* **What is expected**:
In the excerpted passage below, turn the paragraph beginning "Given any fixed matrix S" into a short list that keeps its main facts.

Given any fixed matrix S, the objective function in (2) w.r.t. W^(v) is defined over a Hilbert space ℋ. If (2) has a minimizer w.r.t. W^(v), it admits a linear representer theorem of the form W^(v) = P^(v)X^(v)⊤, where P^(v) ∈ ℝ^K×N is the coefficient matrix.

According to (Dinuzzo and Schölkopf 2012), the proof of Theorem 1 is straightforward due to the decoupled property for each model ${\mathbf{w}}_c^{(v)}$. By introducing kernel mapping with Representer Theorem, we have $\mathrm{\Phi }({\mathbf{X}}^{(v)})=[\varphi ({\mathbf{x}}_1^{(v)}),\cdots ,\varphi ({\mathbf{x}}_N^{(v)})]$ with ϕ(·) mapping the original feature x^(v) to ϕ(x^(v)), and accordingly, we have W^(v) = P^(v)Φ(X^(v))^⊤. For simplicity, we use the same ϕ(·) for different views. Therefore, based on (2) the objective function turns out to be

$$\underset{\mathbf{S},{\mathbf{P}}^{(v)},\stackrel{\sim }{{\mathbf{K}}^{(v)}}}{min}\frac{1}{2}{\Vert \mathbf{SZ}-\mathbf{Y}\Vert }_F^2+\underset{{\mathcal{R}}_1:\text{Feature-mapping}\text{Regularization}}{\underbrace{\frac{\gamma }{2}\sum _{v=1}^V{\Vert {\mathbf{P}}^{(v)}\mathrm{\Phi }{({\mathbf{X}}^{(v)})}^{\top }\Vert }_F^2}}+\underset{{\mathcal{R}}_2:\text{Model}\text{Regularization}}{\underbrace{\frac{\eta }{2}{\Vert \mathbf{S}\Vert }_F^2}}.$$ (3)

* **Data supplied**:
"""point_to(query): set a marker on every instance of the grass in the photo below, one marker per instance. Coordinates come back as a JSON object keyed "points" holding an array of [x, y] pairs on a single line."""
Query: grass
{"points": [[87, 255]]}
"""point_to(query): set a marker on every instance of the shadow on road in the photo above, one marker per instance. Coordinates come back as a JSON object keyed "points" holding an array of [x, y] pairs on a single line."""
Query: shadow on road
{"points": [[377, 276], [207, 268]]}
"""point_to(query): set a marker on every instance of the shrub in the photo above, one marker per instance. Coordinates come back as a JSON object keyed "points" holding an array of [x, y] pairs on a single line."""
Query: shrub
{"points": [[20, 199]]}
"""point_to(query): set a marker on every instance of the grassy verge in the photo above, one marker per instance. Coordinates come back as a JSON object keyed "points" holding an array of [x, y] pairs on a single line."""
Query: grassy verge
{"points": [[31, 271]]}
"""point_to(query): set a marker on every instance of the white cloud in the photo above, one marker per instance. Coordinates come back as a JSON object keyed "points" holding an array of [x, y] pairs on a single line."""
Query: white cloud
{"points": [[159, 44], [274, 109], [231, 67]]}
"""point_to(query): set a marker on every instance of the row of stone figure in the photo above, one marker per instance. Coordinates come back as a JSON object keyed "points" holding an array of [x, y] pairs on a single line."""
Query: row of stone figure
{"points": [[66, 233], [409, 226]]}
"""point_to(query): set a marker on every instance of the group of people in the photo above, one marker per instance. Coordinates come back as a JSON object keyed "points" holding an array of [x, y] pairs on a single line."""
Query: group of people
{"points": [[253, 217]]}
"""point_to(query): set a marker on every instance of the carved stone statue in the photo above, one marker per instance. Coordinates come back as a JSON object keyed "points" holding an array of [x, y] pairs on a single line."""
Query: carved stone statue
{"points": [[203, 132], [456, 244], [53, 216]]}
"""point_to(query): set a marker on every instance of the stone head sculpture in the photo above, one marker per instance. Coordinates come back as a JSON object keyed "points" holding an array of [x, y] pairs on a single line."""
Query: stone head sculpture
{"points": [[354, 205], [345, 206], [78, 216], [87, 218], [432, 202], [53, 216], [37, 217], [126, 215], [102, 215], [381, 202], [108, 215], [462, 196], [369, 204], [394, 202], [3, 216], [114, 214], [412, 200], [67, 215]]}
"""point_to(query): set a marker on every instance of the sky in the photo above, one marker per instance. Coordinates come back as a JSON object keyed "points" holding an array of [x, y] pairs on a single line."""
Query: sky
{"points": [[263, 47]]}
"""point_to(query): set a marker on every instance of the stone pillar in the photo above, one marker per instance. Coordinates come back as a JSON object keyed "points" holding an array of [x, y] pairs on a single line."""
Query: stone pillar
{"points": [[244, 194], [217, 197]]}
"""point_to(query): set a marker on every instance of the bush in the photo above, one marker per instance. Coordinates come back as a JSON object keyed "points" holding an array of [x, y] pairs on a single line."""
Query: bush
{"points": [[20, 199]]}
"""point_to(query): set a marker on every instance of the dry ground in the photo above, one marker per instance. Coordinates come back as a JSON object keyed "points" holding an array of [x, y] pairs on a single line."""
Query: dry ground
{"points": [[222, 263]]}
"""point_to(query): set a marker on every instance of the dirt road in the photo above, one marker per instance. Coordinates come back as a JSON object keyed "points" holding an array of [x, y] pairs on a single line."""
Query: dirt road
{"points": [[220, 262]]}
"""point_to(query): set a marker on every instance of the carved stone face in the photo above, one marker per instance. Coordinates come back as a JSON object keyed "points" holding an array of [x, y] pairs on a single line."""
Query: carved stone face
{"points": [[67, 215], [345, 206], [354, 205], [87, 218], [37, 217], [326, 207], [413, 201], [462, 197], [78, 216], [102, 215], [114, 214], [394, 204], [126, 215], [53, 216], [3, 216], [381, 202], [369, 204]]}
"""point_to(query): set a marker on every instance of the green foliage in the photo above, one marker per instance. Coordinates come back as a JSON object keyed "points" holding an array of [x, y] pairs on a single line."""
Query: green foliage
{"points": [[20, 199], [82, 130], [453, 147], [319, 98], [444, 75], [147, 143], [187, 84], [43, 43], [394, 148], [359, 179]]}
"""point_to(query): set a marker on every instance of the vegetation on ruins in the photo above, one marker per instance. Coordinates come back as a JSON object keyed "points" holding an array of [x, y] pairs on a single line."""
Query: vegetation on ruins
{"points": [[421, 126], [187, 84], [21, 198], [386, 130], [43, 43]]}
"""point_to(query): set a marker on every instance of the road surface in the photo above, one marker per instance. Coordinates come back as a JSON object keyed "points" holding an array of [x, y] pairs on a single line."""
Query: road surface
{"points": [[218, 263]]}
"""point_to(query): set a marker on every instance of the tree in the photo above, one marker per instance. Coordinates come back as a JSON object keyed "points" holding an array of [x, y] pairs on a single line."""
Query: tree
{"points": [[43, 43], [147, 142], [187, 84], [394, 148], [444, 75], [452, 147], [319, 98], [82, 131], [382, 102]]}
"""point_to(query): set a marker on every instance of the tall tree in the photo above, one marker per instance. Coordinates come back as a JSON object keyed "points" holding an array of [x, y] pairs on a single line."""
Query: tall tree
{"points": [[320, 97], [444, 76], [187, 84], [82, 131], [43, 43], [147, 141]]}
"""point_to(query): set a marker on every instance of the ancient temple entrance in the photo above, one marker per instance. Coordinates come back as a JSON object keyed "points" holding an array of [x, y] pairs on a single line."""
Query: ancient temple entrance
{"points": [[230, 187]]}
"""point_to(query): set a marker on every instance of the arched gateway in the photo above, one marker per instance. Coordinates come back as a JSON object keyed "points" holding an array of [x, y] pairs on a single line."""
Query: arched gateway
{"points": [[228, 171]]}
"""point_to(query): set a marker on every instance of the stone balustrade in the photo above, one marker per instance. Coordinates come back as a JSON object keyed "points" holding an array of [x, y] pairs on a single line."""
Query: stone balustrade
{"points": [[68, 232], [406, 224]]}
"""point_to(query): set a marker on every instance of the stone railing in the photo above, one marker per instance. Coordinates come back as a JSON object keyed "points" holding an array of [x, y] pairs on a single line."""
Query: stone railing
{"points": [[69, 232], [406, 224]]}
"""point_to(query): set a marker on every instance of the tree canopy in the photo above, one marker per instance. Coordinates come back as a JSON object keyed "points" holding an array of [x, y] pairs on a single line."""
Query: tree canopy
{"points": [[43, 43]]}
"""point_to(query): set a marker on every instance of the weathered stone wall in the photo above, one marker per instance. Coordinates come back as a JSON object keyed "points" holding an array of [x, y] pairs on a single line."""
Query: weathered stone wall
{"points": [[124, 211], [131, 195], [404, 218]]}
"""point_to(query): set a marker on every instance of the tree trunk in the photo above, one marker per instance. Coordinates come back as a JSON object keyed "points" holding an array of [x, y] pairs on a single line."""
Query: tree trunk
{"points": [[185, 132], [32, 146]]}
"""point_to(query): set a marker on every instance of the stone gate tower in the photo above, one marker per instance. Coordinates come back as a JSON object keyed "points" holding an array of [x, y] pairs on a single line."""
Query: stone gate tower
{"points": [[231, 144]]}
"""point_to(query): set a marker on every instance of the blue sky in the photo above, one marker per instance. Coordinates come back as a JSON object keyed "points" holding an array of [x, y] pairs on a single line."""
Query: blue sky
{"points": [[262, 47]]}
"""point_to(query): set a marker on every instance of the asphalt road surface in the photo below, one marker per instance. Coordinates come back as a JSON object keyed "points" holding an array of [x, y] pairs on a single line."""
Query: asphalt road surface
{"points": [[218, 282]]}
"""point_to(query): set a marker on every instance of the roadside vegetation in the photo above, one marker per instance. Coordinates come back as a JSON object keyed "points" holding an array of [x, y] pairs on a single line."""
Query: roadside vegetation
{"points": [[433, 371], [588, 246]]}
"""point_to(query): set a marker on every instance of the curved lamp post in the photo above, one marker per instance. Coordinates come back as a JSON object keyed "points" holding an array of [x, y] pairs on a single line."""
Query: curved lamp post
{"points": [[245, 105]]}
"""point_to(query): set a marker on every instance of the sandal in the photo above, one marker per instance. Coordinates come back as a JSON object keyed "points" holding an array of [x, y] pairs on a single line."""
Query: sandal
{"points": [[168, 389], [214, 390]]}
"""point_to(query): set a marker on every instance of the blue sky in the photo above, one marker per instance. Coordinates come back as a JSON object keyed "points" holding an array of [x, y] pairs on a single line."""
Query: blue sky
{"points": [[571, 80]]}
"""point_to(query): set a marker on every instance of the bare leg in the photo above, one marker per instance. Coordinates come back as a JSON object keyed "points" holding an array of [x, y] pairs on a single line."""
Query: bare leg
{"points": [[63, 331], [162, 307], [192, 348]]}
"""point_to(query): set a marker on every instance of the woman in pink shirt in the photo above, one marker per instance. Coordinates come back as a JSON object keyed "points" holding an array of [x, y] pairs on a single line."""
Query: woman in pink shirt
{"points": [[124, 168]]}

* **Output of the exercise**:
- For any fixed matrix S, the objective function in (2) with respect to W^(v) is defined over a Hilbert space ℋ.
- If (2) has a minimizer with respect to W^(v), it admits a linear representer theorem of the form W^(v) = P^(v)X^(v)⊤.
- In that form, P^(v) ∈ ℝ^K×N is the coefficient matrix.